— start DATA FOR THE TASK —

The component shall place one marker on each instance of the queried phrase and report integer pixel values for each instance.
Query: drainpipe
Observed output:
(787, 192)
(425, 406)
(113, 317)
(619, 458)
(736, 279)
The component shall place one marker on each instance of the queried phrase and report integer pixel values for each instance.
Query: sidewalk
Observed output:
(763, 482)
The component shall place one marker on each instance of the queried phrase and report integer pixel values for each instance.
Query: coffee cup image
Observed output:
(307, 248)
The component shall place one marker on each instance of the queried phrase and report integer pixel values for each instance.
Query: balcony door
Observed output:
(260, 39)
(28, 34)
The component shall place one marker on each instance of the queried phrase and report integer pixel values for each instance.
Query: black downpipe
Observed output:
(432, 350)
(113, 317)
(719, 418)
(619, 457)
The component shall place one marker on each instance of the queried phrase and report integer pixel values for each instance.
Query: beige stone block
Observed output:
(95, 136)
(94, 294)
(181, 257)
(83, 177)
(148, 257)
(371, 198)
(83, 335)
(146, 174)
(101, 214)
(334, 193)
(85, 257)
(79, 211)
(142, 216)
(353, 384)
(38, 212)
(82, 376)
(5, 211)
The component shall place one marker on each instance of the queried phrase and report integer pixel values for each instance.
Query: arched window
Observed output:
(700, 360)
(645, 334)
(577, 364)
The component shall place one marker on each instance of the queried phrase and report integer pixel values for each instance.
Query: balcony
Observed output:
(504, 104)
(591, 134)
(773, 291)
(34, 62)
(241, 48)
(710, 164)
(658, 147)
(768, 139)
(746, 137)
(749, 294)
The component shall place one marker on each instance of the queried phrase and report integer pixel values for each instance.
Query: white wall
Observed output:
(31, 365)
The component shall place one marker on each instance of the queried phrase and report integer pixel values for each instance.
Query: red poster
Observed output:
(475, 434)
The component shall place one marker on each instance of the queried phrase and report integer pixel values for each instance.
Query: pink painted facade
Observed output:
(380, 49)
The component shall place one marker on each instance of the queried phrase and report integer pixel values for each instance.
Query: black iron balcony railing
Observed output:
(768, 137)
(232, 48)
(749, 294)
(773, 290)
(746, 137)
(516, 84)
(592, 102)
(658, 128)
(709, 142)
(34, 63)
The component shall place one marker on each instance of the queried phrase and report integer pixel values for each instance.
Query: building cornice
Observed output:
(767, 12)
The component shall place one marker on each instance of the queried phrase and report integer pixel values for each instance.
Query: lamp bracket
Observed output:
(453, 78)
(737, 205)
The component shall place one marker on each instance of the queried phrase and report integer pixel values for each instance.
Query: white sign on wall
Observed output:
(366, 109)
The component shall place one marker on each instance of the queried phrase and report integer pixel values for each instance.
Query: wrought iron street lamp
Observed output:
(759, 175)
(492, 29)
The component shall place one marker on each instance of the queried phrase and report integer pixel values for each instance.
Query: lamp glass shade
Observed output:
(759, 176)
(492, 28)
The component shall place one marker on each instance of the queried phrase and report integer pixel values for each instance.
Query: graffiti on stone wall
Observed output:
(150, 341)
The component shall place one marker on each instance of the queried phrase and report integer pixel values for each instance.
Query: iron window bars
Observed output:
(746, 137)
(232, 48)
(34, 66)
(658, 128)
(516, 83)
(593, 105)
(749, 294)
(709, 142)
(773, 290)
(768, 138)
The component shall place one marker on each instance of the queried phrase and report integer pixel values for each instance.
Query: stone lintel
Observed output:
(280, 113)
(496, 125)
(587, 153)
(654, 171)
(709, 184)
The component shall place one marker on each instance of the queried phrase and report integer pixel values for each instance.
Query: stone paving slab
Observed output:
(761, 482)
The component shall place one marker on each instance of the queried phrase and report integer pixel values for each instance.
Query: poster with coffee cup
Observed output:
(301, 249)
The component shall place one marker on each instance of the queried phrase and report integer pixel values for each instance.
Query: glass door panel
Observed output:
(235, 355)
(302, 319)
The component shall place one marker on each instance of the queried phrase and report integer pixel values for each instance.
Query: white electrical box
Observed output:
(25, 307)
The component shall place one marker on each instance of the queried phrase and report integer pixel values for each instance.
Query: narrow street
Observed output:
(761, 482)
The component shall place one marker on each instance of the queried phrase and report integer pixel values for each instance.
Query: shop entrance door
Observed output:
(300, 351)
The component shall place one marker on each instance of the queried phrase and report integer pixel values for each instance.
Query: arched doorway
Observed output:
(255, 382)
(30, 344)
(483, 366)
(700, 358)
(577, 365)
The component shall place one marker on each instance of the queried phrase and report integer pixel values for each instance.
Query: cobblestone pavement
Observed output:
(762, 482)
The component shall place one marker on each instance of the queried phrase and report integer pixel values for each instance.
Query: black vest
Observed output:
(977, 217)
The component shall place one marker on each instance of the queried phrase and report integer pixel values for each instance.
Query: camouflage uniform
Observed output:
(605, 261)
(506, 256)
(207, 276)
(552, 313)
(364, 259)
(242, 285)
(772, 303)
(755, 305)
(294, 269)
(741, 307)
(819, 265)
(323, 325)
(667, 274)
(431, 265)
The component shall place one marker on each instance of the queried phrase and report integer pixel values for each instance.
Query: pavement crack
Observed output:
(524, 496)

— end DATA FOR THE TASK —

# [THE TASK]
Pick out every line of the records that contains the string "white", with matching case, and copy each one.

# [REPLY]
Query: white wall
Query: white sign on wall
Query: white electrical box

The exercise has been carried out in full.